======== DATOS DE TRABAJO

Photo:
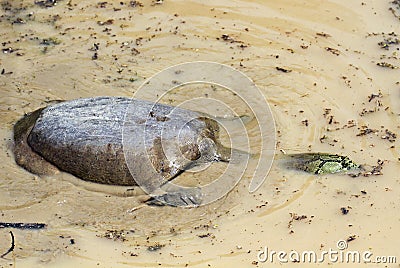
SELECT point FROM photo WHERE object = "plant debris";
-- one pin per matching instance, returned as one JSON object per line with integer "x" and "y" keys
{"x": 284, "y": 70}
{"x": 344, "y": 210}
{"x": 364, "y": 130}
{"x": 395, "y": 9}
{"x": 11, "y": 247}
{"x": 20, "y": 225}
{"x": 387, "y": 65}
{"x": 390, "y": 136}
{"x": 334, "y": 51}
{"x": 46, "y": 3}
{"x": 155, "y": 247}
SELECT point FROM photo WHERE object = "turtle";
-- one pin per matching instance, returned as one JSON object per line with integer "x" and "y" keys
{"x": 120, "y": 141}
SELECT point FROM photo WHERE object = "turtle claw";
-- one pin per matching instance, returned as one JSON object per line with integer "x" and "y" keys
{"x": 180, "y": 198}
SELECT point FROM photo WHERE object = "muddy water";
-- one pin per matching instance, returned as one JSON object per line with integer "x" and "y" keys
{"x": 315, "y": 62}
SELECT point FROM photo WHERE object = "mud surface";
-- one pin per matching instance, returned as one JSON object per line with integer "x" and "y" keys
{"x": 328, "y": 69}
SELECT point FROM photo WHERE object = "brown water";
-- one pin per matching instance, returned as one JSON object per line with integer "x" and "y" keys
{"x": 330, "y": 49}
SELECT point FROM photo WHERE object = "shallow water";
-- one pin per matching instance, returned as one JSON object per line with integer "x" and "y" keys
{"x": 321, "y": 98}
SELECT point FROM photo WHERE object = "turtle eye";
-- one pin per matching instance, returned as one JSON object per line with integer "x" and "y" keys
{"x": 190, "y": 151}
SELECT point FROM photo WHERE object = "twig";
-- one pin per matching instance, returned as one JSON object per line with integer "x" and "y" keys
{"x": 12, "y": 246}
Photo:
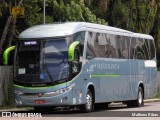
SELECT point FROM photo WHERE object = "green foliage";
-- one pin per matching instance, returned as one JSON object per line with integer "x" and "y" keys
{"x": 134, "y": 15}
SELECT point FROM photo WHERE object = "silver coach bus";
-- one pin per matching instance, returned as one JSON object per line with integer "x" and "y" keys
{"x": 83, "y": 64}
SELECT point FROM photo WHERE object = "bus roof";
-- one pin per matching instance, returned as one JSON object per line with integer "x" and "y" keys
{"x": 68, "y": 28}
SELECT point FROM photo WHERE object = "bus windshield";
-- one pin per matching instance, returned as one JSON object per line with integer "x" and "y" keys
{"x": 44, "y": 61}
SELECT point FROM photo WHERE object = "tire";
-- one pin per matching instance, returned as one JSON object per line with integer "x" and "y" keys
{"x": 89, "y": 106}
{"x": 139, "y": 102}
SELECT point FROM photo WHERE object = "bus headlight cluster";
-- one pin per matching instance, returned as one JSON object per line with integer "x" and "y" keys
{"x": 61, "y": 91}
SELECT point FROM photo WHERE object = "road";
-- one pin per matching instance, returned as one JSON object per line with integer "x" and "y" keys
{"x": 150, "y": 111}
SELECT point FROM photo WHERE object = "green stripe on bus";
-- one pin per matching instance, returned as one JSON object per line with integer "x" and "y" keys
{"x": 71, "y": 50}
{"x": 105, "y": 75}
{"x": 33, "y": 88}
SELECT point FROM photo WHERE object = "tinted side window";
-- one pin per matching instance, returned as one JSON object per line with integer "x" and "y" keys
{"x": 91, "y": 43}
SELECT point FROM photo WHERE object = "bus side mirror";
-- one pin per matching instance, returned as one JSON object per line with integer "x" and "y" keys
{"x": 74, "y": 56}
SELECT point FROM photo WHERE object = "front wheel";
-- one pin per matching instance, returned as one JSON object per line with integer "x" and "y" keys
{"x": 89, "y": 106}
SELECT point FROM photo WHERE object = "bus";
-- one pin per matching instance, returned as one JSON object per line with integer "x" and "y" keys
{"x": 80, "y": 64}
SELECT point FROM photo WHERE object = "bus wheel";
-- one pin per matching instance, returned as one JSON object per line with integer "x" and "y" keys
{"x": 89, "y": 106}
{"x": 140, "y": 100}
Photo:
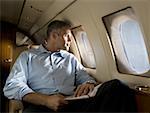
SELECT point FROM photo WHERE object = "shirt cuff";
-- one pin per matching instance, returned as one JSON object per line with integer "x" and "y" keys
{"x": 25, "y": 92}
{"x": 90, "y": 81}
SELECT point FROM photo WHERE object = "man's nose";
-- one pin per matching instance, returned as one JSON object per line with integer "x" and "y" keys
{"x": 69, "y": 39}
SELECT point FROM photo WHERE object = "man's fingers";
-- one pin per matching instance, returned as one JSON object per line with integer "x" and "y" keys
{"x": 76, "y": 92}
{"x": 85, "y": 91}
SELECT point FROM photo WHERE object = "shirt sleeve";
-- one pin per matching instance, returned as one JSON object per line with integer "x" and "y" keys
{"x": 81, "y": 75}
{"x": 16, "y": 84}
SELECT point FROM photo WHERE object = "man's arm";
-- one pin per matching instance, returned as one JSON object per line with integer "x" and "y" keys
{"x": 16, "y": 84}
{"x": 84, "y": 81}
{"x": 53, "y": 102}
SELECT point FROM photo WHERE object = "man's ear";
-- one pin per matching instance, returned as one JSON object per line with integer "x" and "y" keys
{"x": 55, "y": 35}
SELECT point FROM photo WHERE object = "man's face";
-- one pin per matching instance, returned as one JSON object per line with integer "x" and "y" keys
{"x": 64, "y": 39}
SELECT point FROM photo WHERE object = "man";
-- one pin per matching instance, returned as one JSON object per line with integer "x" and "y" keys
{"x": 41, "y": 76}
{"x": 45, "y": 76}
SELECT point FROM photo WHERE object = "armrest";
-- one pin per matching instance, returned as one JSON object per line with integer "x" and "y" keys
{"x": 15, "y": 106}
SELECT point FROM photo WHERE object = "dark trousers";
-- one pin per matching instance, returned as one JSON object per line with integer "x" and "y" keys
{"x": 112, "y": 96}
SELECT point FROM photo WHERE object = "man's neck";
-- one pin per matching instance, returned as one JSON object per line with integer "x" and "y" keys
{"x": 52, "y": 49}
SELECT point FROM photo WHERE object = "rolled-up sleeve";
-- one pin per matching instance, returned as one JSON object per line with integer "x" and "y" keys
{"x": 16, "y": 84}
{"x": 81, "y": 75}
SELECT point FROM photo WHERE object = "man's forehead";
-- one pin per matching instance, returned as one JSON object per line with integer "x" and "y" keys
{"x": 66, "y": 30}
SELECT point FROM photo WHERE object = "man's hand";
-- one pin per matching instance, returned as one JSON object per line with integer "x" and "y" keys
{"x": 55, "y": 102}
{"x": 84, "y": 89}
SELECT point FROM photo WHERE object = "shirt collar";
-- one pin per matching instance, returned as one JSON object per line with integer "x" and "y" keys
{"x": 43, "y": 50}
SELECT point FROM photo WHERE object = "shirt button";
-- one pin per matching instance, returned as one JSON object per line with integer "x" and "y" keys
{"x": 56, "y": 90}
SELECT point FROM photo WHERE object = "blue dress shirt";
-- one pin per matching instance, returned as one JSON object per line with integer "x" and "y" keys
{"x": 42, "y": 71}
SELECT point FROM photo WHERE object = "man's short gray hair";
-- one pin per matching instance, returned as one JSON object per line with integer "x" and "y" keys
{"x": 55, "y": 25}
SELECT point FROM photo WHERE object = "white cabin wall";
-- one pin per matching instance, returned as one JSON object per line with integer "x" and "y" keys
{"x": 101, "y": 8}
{"x": 89, "y": 13}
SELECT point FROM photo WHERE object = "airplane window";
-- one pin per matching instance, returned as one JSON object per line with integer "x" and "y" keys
{"x": 85, "y": 49}
{"x": 128, "y": 42}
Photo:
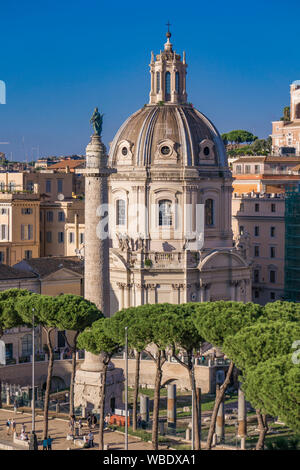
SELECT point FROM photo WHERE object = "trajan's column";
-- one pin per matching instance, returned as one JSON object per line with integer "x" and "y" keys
{"x": 96, "y": 271}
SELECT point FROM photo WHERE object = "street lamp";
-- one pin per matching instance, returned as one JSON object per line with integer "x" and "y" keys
{"x": 126, "y": 388}
{"x": 193, "y": 406}
{"x": 33, "y": 397}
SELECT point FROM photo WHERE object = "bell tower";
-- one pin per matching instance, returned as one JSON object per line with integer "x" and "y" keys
{"x": 168, "y": 75}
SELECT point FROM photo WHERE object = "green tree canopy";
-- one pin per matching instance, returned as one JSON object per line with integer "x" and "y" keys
{"x": 260, "y": 342}
{"x": 274, "y": 387}
{"x": 9, "y": 316}
{"x": 239, "y": 136}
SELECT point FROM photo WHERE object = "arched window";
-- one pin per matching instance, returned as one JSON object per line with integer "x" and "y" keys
{"x": 157, "y": 82}
{"x": 177, "y": 82}
{"x": 27, "y": 344}
{"x": 168, "y": 83}
{"x": 209, "y": 212}
{"x": 165, "y": 213}
{"x": 120, "y": 212}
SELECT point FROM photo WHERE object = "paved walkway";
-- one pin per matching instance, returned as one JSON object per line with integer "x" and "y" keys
{"x": 58, "y": 430}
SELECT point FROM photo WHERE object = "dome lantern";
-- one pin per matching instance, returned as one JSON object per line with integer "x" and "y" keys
{"x": 168, "y": 76}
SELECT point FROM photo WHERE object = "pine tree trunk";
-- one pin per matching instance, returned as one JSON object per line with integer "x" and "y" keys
{"x": 158, "y": 377}
{"x": 73, "y": 373}
{"x": 136, "y": 390}
{"x": 48, "y": 384}
{"x": 219, "y": 398}
{"x": 102, "y": 406}
{"x": 195, "y": 424}
{"x": 263, "y": 429}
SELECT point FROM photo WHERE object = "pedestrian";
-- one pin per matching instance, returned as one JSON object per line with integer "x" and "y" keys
{"x": 13, "y": 425}
{"x": 8, "y": 426}
{"x": 45, "y": 444}
{"x": 49, "y": 440}
{"x": 90, "y": 439}
{"x": 89, "y": 420}
{"x": 80, "y": 426}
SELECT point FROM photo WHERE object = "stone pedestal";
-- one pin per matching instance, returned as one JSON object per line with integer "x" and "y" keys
{"x": 89, "y": 378}
{"x": 242, "y": 419}
{"x": 88, "y": 389}
{"x": 171, "y": 413}
{"x": 220, "y": 424}
{"x": 144, "y": 408}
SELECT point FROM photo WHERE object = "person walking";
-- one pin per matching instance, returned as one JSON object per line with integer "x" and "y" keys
{"x": 14, "y": 426}
{"x": 90, "y": 439}
{"x": 49, "y": 442}
{"x": 45, "y": 444}
{"x": 8, "y": 426}
{"x": 79, "y": 426}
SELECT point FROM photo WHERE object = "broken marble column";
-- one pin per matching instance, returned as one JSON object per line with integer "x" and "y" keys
{"x": 220, "y": 423}
{"x": 242, "y": 415}
{"x": 144, "y": 408}
{"x": 171, "y": 413}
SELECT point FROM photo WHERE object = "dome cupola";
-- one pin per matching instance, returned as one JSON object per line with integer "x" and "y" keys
{"x": 168, "y": 76}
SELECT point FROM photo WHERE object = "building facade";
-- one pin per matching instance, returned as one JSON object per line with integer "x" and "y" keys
{"x": 258, "y": 222}
{"x": 286, "y": 133}
{"x": 171, "y": 165}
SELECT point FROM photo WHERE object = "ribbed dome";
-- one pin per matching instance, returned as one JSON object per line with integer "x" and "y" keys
{"x": 167, "y": 135}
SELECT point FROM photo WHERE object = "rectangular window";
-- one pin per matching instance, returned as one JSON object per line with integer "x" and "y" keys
{"x": 48, "y": 186}
{"x": 4, "y": 232}
{"x": 28, "y": 254}
{"x": 61, "y": 216}
{"x": 256, "y": 275}
{"x": 29, "y": 186}
{"x": 26, "y": 210}
{"x": 49, "y": 216}
{"x": 30, "y": 232}
{"x": 59, "y": 186}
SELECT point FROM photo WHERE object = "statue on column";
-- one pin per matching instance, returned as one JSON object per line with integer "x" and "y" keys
{"x": 97, "y": 121}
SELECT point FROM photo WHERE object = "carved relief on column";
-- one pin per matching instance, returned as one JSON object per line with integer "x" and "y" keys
{"x": 152, "y": 294}
{"x": 121, "y": 286}
{"x": 233, "y": 289}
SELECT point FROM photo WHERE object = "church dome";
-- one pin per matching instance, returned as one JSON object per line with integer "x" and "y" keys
{"x": 168, "y": 134}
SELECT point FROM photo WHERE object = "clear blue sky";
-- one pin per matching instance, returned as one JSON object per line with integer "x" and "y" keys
{"x": 61, "y": 59}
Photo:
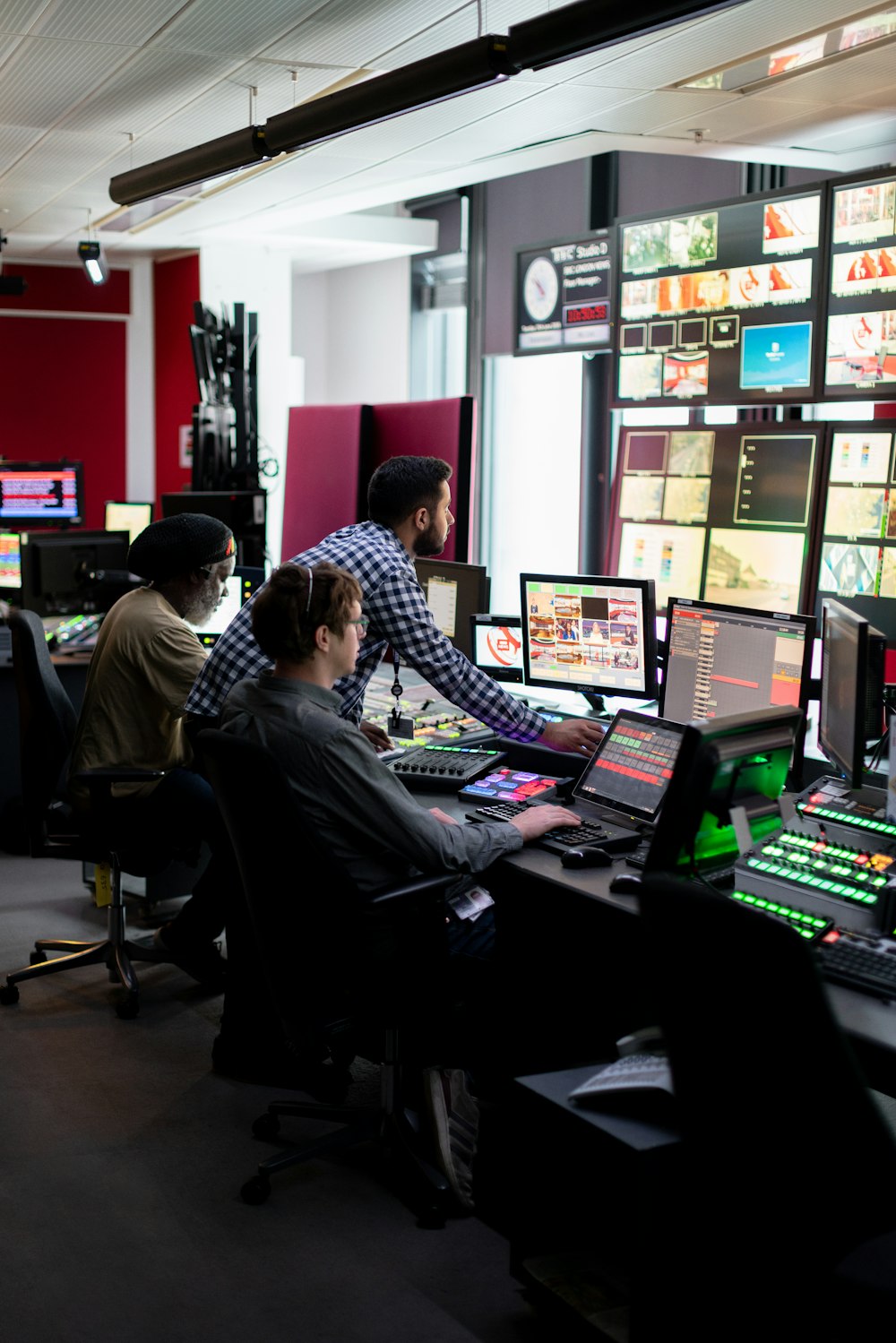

================

*TAREA BREVE*
Identifica las líneas de los datos de arriba que contienen la cadena "window" y cópialas todas. Se distingue entre mayúsculas y minúsculas.

*RESPUESTA*
SELECT point FROM photo WHERE object = "tinted side window";
SELECT point FROM photo WHERE object = "airplane window";
SELECT point FROM photo WHERE object = "arched window";
SELECT point FROM photo WHERE object = "rectangular window";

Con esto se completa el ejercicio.